→ WRITTEN EXERCISE
Reproduce every line of the material below, but drop the pictures.

[Start STORED ROWS]

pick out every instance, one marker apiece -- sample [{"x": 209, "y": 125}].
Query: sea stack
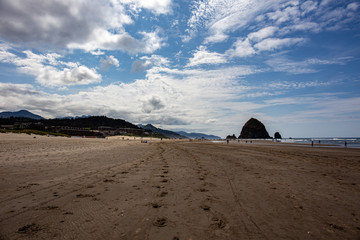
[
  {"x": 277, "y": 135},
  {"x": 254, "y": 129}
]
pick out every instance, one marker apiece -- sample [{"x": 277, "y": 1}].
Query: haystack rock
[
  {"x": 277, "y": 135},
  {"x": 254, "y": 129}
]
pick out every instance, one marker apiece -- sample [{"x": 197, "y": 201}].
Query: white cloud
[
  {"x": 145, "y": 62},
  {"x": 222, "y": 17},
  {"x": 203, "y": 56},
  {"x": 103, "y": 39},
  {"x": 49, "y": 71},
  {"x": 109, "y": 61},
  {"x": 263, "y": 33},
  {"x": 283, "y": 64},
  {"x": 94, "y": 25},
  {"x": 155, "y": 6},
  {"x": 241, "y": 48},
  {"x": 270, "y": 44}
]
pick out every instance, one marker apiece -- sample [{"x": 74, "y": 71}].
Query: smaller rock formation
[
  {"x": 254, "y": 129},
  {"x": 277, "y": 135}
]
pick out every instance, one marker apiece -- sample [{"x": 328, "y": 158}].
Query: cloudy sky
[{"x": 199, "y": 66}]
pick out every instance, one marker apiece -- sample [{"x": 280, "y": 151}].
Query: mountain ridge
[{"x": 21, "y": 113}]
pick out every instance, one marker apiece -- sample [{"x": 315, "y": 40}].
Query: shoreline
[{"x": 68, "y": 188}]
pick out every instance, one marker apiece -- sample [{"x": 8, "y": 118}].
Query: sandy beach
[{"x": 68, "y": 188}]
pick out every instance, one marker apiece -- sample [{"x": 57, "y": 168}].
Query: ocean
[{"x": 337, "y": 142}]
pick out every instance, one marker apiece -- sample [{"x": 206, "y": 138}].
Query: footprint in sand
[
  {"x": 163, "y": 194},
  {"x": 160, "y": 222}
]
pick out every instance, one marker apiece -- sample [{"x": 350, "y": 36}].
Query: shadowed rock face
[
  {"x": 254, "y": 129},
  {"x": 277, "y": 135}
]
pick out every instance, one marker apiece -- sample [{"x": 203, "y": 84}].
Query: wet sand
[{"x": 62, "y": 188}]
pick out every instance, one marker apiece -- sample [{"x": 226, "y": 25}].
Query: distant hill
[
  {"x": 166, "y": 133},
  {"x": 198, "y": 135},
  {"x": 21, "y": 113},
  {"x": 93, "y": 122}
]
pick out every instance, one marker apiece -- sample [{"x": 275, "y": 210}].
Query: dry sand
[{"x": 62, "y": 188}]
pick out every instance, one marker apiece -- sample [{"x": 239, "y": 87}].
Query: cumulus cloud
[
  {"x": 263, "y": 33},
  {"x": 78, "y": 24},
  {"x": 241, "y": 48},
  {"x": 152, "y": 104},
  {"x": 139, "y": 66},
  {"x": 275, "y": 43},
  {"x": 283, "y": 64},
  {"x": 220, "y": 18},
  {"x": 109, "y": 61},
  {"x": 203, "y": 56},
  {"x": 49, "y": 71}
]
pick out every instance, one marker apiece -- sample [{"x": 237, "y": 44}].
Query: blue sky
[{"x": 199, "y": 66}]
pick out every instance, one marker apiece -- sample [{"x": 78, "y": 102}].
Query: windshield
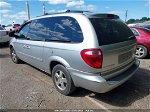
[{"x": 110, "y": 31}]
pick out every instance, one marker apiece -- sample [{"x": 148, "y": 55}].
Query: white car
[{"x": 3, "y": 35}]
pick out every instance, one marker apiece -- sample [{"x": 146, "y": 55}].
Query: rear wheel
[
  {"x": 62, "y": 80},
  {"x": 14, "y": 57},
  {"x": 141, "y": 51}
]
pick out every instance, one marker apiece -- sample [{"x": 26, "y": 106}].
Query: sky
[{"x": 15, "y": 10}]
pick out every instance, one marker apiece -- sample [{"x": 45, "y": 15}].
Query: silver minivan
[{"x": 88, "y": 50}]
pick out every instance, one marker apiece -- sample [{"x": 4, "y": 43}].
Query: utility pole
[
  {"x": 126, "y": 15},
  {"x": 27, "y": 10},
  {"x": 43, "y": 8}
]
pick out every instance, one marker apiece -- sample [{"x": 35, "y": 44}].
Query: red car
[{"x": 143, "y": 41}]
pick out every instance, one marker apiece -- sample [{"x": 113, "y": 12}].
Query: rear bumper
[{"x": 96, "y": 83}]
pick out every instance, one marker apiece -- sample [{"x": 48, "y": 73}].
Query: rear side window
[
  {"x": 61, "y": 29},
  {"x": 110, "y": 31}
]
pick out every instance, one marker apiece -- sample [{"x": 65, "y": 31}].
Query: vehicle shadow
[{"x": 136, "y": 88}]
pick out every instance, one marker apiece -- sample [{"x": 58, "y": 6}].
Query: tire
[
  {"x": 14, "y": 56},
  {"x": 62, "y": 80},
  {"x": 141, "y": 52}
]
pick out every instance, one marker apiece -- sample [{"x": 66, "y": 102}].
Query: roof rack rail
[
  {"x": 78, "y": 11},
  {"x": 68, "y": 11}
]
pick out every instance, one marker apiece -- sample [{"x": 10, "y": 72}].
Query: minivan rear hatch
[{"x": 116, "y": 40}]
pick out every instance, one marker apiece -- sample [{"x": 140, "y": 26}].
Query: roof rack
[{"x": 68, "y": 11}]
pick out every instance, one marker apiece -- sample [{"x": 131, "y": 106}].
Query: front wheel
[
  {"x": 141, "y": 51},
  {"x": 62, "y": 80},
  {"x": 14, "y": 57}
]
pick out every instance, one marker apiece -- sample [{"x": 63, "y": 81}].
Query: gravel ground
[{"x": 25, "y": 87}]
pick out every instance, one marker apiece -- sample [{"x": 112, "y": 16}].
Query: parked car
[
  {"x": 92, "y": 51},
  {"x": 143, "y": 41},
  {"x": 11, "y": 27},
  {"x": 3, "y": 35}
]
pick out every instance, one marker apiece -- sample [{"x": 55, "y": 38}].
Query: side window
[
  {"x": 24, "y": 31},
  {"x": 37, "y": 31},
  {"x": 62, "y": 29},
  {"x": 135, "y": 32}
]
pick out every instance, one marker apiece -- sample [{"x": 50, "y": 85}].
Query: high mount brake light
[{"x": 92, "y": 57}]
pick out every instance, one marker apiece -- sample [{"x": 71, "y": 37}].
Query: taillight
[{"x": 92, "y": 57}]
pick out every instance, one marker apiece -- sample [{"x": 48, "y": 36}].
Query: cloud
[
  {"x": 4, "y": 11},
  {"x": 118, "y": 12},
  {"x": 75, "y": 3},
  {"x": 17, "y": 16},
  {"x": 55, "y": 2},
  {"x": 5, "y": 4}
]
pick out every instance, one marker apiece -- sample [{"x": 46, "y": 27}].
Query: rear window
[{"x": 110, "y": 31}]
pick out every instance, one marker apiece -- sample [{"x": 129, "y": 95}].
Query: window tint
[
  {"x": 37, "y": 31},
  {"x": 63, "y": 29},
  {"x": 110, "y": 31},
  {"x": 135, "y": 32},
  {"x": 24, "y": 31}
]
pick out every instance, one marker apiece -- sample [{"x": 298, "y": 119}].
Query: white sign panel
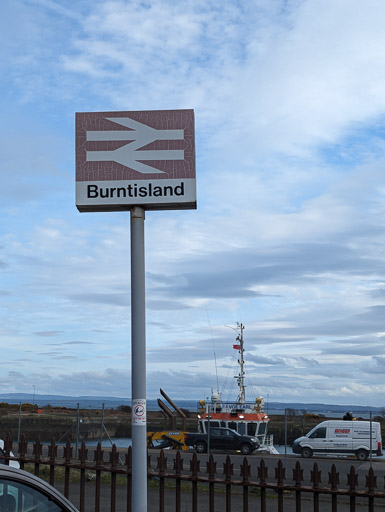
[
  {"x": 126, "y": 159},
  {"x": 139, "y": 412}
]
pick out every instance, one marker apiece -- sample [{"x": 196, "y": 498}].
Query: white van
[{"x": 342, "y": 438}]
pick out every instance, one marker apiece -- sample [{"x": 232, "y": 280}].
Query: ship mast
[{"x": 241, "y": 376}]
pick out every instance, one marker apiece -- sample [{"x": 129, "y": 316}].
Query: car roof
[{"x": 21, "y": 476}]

[End STORED ROWS]

→ EXERCISE ANSWER
pick out every instance, one marker apiece -- sample [{"x": 209, "y": 125}].
Query: sea stack
[
  {"x": 277, "y": 135},
  {"x": 254, "y": 129}
]
pick out every instance, one marker apiece -- sample [{"x": 277, "y": 1}].
Query: haystack rock
[
  {"x": 277, "y": 135},
  {"x": 254, "y": 129}
]
pick out every instance, one marker apiece -- sample [{"x": 197, "y": 201}].
Query: white cloud
[
  {"x": 145, "y": 62},
  {"x": 222, "y": 17},
  {"x": 203, "y": 56},
  {"x": 103, "y": 39},
  {"x": 49, "y": 71},
  {"x": 109, "y": 61},
  {"x": 263, "y": 33},
  {"x": 283, "y": 64},
  {"x": 94, "y": 25},
  {"x": 155, "y": 6},
  {"x": 241, "y": 48},
  {"x": 270, "y": 44}
]
pick out every instance, one marker apiece -- sample [{"x": 74, "y": 71}].
Query: smaller rock formation
[
  {"x": 254, "y": 129},
  {"x": 277, "y": 135}
]
pick out every instance, one marker apiece -- sample [{"x": 328, "y": 158}].
Query: cloudy sky
[{"x": 199, "y": 66}]
pick out every instance, one marker apiece -- sample [{"x": 280, "y": 151}].
Query: mountain ridge
[{"x": 21, "y": 113}]
pick out every instance, one marker apiece -- sample [{"x": 315, "y": 40}].
Query: shoreline
[{"x": 68, "y": 188}]
pick out every instance, one marker apiece -- sample [{"x": 8, "y": 118}].
Query: sandy beach
[{"x": 68, "y": 188}]
pick out every instance, one marker apiece -- sample [{"x": 57, "y": 168}].
Query: ocean
[{"x": 337, "y": 142}]
pick out every instance, one marker apiece -- sample [{"x": 206, "y": 138}].
Query: footprint in sand
[
  {"x": 163, "y": 194},
  {"x": 160, "y": 222}
]
pick out every instance, one marker apiece -- sample [{"x": 350, "y": 36}].
Query: shadowed rock face
[
  {"x": 254, "y": 129},
  {"x": 277, "y": 135}
]
pick out every instance, one marker apiece -- sample [{"x": 203, "y": 84}].
Query: wet sand
[{"x": 62, "y": 188}]
pick out every instance, one marker apiece -- sample [{"x": 226, "y": 25}].
Query: distant hill
[
  {"x": 166, "y": 133},
  {"x": 198, "y": 135},
  {"x": 21, "y": 113},
  {"x": 93, "y": 122}
]
pick out every instance, one marker apiece -- sample [{"x": 275, "y": 210}].
Query: dry sand
[{"x": 62, "y": 188}]
pick out every instance, one marker apiece -- sample [{"x": 239, "y": 87}].
Query: cumulus cloud
[
  {"x": 263, "y": 33},
  {"x": 78, "y": 24},
  {"x": 241, "y": 48},
  {"x": 152, "y": 104},
  {"x": 139, "y": 66},
  {"x": 275, "y": 43},
  {"x": 283, "y": 64},
  {"x": 220, "y": 18},
  {"x": 109, "y": 61},
  {"x": 203, "y": 56},
  {"x": 49, "y": 71}
]
pick out every instance, one marker apiece -- sample [{"x": 237, "y": 44}].
Query: blue sky
[{"x": 199, "y": 66}]
pick out every instance, one marker apiece -- sample [{"x": 78, "y": 102}].
Query: windshield
[{"x": 110, "y": 31}]
pick out every instance, one marker apiece -- sample [{"x": 148, "y": 55}].
Query: white car
[{"x": 3, "y": 35}]
pick out every instance, one marker apiece -- sample [{"x": 146, "y": 55}].
Query: rear wheel
[
  {"x": 62, "y": 80},
  {"x": 14, "y": 57},
  {"x": 141, "y": 51}
]
pick out every instance, one marker apiece -- sample [{"x": 26, "y": 106}].
Query: sky
[{"x": 15, "y": 10}]
pick out every instance, one marker apiece -- sample [{"x": 45, "y": 15}].
Query: silver minivan
[{"x": 88, "y": 50}]
pick out every instance, one marker apiece -- sample [{"x": 4, "y": 43}].
Query: utility pole
[
  {"x": 126, "y": 15},
  {"x": 27, "y": 10},
  {"x": 43, "y": 8}
]
pick out every instance, one marker apiece -- sample [{"x": 35, "y": 44}].
Query: red car
[{"x": 143, "y": 41}]
pick out every instance, one marker apiece -- sample [{"x": 113, "y": 12}].
Query: rear bumper
[{"x": 96, "y": 83}]
pick out every instance, one marker apiece -- sample [{"x": 48, "y": 73}].
Query: rear side window
[
  {"x": 61, "y": 29},
  {"x": 110, "y": 31}
]
pick out every instance, one marker apiece -- sample [{"x": 65, "y": 31}].
Query: vehicle shadow
[{"x": 136, "y": 88}]
pick out every instance, one marker apiece -- sample [{"x": 58, "y": 6}].
Query: tire
[
  {"x": 14, "y": 56},
  {"x": 62, "y": 80},
  {"x": 141, "y": 52}
]
pick out every instance, one marker apiece -- sample [{"x": 66, "y": 102}].
Query: roof rack rail
[
  {"x": 78, "y": 11},
  {"x": 68, "y": 11}
]
pick out every instance, one marker apiece -- sample [{"x": 10, "y": 72}].
Query: minivan rear hatch
[{"x": 116, "y": 40}]
pick out every instance, one marker apiece -- sample [{"x": 140, "y": 26}].
Query: roof rack
[{"x": 68, "y": 11}]
pick out every instance, one marker apiece -- sample [{"x": 131, "y": 106}].
Query: front wheel
[
  {"x": 141, "y": 51},
  {"x": 62, "y": 80},
  {"x": 14, "y": 57}
]
pick out every instance, one marker apiece -- sample [{"x": 63, "y": 81}].
Query: gravel ground
[{"x": 25, "y": 87}]
pick out every instance, one marker apiece -- sample [{"x": 112, "y": 16}].
Query: parked car
[
  {"x": 92, "y": 51},
  {"x": 143, "y": 41},
  {"x": 11, "y": 27},
  {"x": 3, "y": 35}
]
pick out every instance, one marker apiece -- sample [{"x": 55, "y": 38}].
Query: side window
[
  {"x": 24, "y": 31},
  {"x": 37, "y": 31},
  {"x": 62, "y": 29},
  {"x": 135, "y": 32}
]
pick out every instance, one marker apiece -- sample [{"x": 50, "y": 85}].
Query: high mount brake light
[{"x": 92, "y": 57}]
pick out every instance, one marker apiece -- sample [{"x": 71, "y": 37}].
Query: taillight
[{"x": 92, "y": 57}]
pick out every instance, one marker apiece -- sample [{"x": 48, "y": 36}].
Query: cloud
[
  {"x": 4, "y": 11},
  {"x": 118, "y": 12},
  {"x": 75, "y": 3},
  {"x": 17, "y": 16},
  {"x": 55, "y": 2},
  {"x": 5, "y": 4}
]
pick out every instance, one marker apiece -- sample [{"x": 46, "y": 27}].
Query: rear window
[{"x": 110, "y": 31}]
pick out every instance, one marker apiece -- sample [{"x": 129, "y": 95}].
Query: window tint
[
  {"x": 37, "y": 31},
  {"x": 63, "y": 29},
  {"x": 110, "y": 31},
  {"x": 135, "y": 32},
  {"x": 24, "y": 31}
]
pick out every instance, one marker apiece -- sample [{"x": 298, "y": 119}].
Query: white sign panel
[
  {"x": 126, "y": 159},
  {"x": 139, "y": 412}
]
pick out every instance, one marker apiece -- sample [{"x": 196, "y": 498}].
Query: white van
[{"x": 342, "y": 438}]
pick out every instance, one marker apiece -- sample [{"x": 232, "y": 280}].
Query: ship mast
[{"x": 241, "y": 376}]
pick out every instance, one marker apiece -- sample [{"x": 129, "y": 316}].
Query: car roof
[{"x": 21, "y": 476}]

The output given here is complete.